What is needed:
Extend the article on the therocephalian family Lycosuchidae, picking up after its final sentence.

Document extract:
Lycosuchidae

Lycosuchids
Partial skull of Lycosuchus in the Museum für Naturkunde, highlighting its large canines
Scientific classification
Domain: Eukaryota
Kingdom: Animalia
Phylum: Chordata
Clade: Synapsida
Clade: Therapsida
Clade: Therocephalia
Family: Lycosuchidae
Nopcsa, 1923
Valid genera

Lycosuchus
Gorynychus?
Simorhinella

Synonyms

Lycosuchidae is a family of therocephalians (an extinct type of therapsids, broader group which modern mammals belong to) known from fossils from what is now the Beaufort Group of South Africa and that lived during the Middle to Late Permian between roughly 265 to 258 million years ago. It currently includes only two genera each with a single species, Lycosuchus, represented by L. vanderrieti, and Simorhinella, represented by S. baini, both named by paleontologist Robert Broom in 1903 and 1915, respectively (though Simorhinella was not recognised as a lycosuchid until 2014). Both species are large predators characterised by their size, reduced tooth counts with large, almost "sabre toothed" canine teeth, and relatively short, broad and low snouts.

Lycosuchids were once thought to be defined by having two simultaneously functional pairs of canines, so-called "double canines", instead of a single pair of like in all other predatory therapsids (including predatory mammals). However, it has since been recognised that these actually represent overlap between an older pair and their alternated replacements in separate tooth sockets, and that fossils of lycosuchids with "double canines" in fact preserve teeth at different stages of growth and replacement. This is the same method of canine replacement used by other predatory therapsids, though the pattern appears to be unusual in lycosuchids as the alternating canines occur together more often compared to other predatory therapsids like other therocephalians and gorgonopsians.

Recorded information:
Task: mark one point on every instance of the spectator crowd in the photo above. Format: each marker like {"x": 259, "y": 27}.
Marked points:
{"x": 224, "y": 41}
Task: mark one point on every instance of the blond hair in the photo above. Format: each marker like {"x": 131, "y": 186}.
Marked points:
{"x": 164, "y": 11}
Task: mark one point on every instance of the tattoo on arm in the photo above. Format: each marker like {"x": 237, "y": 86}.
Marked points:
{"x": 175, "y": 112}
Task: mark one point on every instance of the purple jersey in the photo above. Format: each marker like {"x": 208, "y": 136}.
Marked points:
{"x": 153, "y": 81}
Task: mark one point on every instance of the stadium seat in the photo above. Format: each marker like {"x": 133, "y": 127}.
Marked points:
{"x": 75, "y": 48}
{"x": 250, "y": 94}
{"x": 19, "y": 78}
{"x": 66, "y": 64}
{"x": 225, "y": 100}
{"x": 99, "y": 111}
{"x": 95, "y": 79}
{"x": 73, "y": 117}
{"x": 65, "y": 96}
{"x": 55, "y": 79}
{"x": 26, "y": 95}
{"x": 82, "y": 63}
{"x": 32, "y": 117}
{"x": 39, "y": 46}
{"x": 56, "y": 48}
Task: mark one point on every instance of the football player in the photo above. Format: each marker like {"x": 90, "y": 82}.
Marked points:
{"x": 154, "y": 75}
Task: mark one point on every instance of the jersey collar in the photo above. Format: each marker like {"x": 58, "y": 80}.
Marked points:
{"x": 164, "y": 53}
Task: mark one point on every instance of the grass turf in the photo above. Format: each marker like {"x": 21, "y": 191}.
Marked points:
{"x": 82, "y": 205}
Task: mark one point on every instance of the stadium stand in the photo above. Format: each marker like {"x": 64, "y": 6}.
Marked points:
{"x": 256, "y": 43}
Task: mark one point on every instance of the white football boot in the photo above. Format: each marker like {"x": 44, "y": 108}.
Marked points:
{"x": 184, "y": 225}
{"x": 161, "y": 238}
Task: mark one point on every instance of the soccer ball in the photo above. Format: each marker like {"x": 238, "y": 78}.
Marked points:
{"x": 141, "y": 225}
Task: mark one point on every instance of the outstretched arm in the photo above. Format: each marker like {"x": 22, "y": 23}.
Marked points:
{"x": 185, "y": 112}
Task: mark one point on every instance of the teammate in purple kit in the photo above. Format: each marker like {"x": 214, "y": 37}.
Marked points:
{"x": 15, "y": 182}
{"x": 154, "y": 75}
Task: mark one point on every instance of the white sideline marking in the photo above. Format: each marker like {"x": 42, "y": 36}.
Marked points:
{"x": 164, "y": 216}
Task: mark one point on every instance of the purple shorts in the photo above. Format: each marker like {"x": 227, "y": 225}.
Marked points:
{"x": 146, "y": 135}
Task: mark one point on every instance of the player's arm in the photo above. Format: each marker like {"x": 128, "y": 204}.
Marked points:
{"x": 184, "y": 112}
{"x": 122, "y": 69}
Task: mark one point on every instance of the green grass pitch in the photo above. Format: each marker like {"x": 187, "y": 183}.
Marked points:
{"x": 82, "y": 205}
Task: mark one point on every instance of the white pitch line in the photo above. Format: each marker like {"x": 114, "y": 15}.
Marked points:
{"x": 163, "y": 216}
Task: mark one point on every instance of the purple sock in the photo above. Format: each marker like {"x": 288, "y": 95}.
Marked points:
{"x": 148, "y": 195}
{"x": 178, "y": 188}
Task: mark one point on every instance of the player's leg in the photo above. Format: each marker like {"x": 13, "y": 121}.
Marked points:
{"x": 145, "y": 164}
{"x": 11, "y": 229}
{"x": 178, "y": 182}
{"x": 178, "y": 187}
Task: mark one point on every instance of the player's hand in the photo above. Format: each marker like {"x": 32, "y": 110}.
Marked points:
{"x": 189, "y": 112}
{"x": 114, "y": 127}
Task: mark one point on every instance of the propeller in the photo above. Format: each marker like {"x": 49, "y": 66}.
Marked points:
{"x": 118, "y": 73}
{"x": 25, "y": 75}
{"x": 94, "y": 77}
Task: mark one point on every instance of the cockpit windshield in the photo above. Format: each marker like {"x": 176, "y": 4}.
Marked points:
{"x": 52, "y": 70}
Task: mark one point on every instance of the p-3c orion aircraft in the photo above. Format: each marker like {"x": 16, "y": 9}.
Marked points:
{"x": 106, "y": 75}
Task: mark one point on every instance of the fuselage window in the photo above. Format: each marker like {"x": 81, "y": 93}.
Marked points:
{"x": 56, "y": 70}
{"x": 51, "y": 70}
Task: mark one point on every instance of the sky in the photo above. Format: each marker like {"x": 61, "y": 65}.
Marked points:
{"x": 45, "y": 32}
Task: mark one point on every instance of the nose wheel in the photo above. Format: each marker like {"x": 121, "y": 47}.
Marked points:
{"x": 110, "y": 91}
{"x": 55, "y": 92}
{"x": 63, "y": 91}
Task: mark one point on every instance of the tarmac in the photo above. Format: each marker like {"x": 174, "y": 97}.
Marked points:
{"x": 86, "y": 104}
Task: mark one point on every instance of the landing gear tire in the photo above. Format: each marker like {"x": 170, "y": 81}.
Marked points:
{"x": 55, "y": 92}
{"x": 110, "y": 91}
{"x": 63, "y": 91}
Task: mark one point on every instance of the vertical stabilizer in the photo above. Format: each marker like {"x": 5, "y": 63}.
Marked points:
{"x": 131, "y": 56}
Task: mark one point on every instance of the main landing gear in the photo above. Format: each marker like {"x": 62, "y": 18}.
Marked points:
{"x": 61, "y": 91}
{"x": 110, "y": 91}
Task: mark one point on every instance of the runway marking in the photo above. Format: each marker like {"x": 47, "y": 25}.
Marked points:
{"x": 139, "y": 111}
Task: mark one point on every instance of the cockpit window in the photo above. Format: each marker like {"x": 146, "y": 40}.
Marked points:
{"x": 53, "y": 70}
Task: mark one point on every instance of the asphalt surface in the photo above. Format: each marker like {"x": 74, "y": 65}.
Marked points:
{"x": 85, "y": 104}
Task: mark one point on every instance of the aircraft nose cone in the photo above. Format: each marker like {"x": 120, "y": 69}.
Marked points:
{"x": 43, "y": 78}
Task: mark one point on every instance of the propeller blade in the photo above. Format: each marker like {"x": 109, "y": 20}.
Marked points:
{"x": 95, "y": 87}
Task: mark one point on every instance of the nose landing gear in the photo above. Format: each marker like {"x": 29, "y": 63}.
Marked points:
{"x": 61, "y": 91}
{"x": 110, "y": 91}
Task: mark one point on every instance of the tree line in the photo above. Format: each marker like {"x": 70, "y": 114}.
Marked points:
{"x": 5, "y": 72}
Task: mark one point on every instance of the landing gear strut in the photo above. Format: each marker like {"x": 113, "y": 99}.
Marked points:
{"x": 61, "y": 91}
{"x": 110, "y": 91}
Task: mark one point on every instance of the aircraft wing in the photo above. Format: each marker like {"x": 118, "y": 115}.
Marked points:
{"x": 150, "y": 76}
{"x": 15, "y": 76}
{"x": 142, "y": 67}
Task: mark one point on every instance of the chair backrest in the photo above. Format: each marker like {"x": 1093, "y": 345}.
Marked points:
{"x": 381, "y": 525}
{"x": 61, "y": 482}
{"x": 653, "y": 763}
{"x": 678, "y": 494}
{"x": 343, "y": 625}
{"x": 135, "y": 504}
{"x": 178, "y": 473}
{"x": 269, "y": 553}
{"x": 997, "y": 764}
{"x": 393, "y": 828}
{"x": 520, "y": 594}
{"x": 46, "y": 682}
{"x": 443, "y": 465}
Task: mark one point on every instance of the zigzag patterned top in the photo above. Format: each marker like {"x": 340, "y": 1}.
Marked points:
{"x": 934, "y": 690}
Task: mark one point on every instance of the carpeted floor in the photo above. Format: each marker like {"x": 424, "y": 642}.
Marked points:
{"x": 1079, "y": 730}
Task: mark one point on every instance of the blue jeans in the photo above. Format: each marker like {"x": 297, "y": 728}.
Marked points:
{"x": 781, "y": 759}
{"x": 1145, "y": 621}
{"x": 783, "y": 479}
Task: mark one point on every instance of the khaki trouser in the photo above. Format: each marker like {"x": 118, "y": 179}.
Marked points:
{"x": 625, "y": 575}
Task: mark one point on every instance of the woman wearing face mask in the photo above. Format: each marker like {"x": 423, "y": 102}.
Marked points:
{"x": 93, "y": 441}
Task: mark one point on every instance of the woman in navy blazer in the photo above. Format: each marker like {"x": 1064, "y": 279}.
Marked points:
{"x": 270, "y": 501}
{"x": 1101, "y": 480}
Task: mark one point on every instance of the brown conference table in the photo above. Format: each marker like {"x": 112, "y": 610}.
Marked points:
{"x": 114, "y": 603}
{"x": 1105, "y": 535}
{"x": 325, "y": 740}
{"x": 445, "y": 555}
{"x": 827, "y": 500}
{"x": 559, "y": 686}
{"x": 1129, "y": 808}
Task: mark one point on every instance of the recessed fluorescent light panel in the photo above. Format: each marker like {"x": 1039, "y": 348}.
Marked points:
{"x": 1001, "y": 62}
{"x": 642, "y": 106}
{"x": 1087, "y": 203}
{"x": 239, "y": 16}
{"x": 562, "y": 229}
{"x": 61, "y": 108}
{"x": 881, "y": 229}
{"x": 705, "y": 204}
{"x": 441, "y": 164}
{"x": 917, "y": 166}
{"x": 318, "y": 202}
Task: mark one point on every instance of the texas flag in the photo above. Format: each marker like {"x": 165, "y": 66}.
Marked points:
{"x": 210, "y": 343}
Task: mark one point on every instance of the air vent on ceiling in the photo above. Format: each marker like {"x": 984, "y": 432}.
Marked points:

Written reply:
Lycosuchids are among the earliest known therocephalians and are also thought to be the most basal. The Russian genus Gorynychus, containing two species, may also belong to the family, although this result is not typically recovered. Lycosuchids are only known from the upper Tapinocephalus and lower Endothiodon Assemblage Zones of the Karoo Basin, surviving the Capitanian mass extinction event between them that wiped out many other therapsid groups and ended the Middle Permian, but apparently only persisting as a "dead clade walking" that went extinct as ecosystems fully recovered, potentially competing with recently evolved large gorgonopsians.